- [What to do]: Before copying, remove every picture, and then repeat all entries below precisely as written.

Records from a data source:
== Segment start ==
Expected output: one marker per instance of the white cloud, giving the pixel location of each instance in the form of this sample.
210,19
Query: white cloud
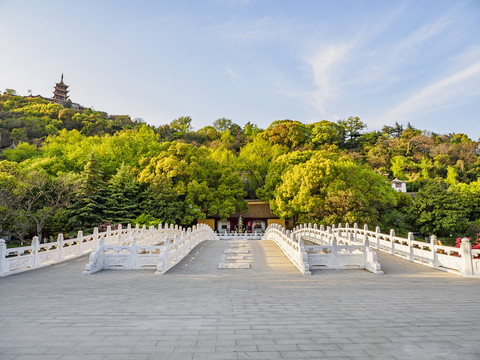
325,66
438,95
== Segment end ==
- [Exercise output]:
Expected output: one marker per instance of the white cloud, giving the pixel location of each instance in the form of this sample.
210,19
Query: white cloud
325,66
438,95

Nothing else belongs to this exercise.